_Objective_
Rewrite the stretch of items from the line containing "Where can the tiled" through the end of the items, keeping every request, and adjust each coordinate in the answers by adding -135 to it.

-=-=-

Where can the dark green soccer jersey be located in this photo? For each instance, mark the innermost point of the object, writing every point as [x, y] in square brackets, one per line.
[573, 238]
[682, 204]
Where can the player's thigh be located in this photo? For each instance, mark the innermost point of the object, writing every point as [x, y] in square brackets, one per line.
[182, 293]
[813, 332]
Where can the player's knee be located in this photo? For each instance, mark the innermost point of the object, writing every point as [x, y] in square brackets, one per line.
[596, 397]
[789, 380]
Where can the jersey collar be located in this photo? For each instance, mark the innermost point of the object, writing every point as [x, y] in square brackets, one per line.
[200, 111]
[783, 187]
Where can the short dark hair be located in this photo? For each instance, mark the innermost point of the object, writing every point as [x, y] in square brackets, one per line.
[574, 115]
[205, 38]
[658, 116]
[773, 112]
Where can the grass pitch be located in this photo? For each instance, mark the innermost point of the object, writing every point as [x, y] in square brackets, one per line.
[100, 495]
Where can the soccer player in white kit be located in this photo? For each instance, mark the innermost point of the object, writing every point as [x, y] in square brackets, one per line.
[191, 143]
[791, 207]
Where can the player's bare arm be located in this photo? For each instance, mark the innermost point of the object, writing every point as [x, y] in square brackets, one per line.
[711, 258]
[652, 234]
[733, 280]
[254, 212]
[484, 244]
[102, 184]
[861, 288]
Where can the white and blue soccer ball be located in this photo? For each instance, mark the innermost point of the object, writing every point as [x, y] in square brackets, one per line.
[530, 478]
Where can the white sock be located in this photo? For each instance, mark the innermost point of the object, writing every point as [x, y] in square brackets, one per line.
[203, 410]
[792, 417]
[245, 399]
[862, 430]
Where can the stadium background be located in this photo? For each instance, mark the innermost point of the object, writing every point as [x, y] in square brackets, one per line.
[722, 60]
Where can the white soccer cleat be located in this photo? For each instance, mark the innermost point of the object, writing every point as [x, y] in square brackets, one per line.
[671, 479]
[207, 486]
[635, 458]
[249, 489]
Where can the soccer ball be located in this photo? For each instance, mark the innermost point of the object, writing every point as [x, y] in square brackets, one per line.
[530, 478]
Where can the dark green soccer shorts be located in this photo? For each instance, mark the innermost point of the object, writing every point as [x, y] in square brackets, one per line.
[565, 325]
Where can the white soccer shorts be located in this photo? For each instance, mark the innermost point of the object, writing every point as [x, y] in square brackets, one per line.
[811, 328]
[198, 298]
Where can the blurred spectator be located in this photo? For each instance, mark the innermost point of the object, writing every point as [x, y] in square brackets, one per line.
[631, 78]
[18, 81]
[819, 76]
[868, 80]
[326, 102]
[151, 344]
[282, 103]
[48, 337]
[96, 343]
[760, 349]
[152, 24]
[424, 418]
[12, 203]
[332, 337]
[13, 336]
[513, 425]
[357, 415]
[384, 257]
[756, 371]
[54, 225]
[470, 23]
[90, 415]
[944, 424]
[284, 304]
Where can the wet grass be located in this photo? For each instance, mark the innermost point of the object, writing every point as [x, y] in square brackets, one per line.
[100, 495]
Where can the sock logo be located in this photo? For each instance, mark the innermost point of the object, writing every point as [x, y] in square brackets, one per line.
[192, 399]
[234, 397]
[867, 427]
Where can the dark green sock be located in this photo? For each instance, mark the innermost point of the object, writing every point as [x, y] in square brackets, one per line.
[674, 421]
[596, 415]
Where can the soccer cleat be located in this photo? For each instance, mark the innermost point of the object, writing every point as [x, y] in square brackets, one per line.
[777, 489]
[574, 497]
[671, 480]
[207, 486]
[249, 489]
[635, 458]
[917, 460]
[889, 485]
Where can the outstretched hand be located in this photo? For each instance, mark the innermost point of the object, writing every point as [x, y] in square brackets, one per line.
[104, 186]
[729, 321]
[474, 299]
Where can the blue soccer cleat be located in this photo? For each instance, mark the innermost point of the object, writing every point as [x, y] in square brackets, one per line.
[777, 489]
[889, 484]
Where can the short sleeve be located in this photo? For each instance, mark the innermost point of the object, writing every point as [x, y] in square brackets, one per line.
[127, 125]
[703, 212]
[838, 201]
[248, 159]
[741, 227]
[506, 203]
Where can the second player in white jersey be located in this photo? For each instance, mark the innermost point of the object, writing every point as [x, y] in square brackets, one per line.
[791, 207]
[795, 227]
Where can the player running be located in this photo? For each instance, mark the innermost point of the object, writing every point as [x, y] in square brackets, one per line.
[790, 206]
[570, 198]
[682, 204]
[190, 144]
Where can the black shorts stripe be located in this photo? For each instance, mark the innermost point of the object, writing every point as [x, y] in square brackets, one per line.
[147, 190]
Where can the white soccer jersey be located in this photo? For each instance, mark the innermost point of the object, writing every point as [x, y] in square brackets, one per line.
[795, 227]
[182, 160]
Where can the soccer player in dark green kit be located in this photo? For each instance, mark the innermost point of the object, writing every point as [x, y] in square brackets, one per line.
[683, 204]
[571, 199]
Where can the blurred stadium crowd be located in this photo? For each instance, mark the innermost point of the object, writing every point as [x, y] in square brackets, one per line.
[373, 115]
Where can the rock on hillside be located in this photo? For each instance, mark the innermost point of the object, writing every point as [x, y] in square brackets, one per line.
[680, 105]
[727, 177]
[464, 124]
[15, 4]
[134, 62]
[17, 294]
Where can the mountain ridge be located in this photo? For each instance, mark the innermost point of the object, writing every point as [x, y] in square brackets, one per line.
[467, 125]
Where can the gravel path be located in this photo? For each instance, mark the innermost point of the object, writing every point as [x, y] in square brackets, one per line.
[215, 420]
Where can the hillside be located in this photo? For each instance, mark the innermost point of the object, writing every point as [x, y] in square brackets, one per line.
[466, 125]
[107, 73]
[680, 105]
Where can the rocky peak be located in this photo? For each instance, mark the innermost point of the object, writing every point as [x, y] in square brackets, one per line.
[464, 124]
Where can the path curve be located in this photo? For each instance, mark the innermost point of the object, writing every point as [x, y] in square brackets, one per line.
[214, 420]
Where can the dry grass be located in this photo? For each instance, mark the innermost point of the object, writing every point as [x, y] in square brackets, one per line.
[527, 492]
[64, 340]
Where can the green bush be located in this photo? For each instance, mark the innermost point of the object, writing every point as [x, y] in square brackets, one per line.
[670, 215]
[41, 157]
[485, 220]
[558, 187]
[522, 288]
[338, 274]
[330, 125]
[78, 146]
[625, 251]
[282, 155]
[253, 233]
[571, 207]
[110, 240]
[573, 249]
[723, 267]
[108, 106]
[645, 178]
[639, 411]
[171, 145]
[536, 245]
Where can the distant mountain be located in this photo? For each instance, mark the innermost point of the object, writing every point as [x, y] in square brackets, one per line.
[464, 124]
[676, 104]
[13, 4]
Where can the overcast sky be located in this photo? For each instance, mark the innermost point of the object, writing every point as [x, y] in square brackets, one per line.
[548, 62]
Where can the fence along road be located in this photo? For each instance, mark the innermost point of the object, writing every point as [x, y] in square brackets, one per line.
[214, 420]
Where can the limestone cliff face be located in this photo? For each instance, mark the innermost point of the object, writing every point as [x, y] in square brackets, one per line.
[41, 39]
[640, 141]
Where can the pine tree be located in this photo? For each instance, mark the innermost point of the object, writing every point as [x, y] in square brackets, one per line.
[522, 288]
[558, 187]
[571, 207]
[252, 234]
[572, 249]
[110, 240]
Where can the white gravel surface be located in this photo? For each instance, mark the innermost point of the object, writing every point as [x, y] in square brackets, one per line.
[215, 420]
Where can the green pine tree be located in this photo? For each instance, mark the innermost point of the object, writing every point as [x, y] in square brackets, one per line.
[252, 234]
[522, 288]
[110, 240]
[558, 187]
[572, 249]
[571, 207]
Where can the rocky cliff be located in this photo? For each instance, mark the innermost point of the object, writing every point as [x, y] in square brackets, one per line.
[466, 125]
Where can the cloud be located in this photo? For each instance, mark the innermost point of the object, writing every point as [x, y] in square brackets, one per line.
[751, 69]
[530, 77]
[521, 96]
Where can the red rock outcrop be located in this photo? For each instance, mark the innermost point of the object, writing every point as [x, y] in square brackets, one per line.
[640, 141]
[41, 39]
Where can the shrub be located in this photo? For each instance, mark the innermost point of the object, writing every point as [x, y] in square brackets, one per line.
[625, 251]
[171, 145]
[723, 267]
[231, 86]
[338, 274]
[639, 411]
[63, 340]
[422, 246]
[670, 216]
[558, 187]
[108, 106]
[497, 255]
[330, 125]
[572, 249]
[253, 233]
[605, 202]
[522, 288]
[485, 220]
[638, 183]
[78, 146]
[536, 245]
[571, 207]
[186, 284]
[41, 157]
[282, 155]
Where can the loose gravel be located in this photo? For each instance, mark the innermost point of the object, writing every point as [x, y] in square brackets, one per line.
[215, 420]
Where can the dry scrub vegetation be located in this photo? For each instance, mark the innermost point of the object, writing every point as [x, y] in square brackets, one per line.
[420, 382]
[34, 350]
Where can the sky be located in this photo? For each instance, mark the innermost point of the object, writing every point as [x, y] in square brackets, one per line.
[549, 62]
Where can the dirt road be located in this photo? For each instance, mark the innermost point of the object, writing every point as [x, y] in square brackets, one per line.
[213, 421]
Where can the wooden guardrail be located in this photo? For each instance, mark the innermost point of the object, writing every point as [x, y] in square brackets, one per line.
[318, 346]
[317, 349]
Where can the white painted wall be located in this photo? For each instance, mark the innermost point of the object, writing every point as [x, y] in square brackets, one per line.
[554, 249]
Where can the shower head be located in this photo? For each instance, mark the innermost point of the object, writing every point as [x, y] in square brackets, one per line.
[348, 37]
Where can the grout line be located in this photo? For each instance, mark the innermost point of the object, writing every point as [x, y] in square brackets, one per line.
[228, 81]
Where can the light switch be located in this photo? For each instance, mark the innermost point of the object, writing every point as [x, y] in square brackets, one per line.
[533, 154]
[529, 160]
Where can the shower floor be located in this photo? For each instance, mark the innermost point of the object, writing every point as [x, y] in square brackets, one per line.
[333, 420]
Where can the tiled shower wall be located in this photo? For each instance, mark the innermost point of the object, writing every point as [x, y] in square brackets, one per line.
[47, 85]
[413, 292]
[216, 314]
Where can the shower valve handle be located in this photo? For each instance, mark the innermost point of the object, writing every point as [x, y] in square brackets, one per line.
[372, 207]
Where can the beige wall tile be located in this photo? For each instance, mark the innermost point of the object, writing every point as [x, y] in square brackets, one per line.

-=-=-

_Answer to the problem_
Where can the tiled shower wall be located in this photo? For each instance, mark the innermost point of the object, writing every point as [x, y] in square brackets, one per line.
[-88, -50]
[278, 157]
[81, 179]
Where can the shower valve handle be located in this photo? For each instance, mark the innermost point of the object, writing every point as [x, y] in square brackets, one per line.
[237, 72]
Where can the beige wall tile be located in this photo? For each instance, mark the innermost point of the object, writing every point as [x, y] in square brackets, one per line.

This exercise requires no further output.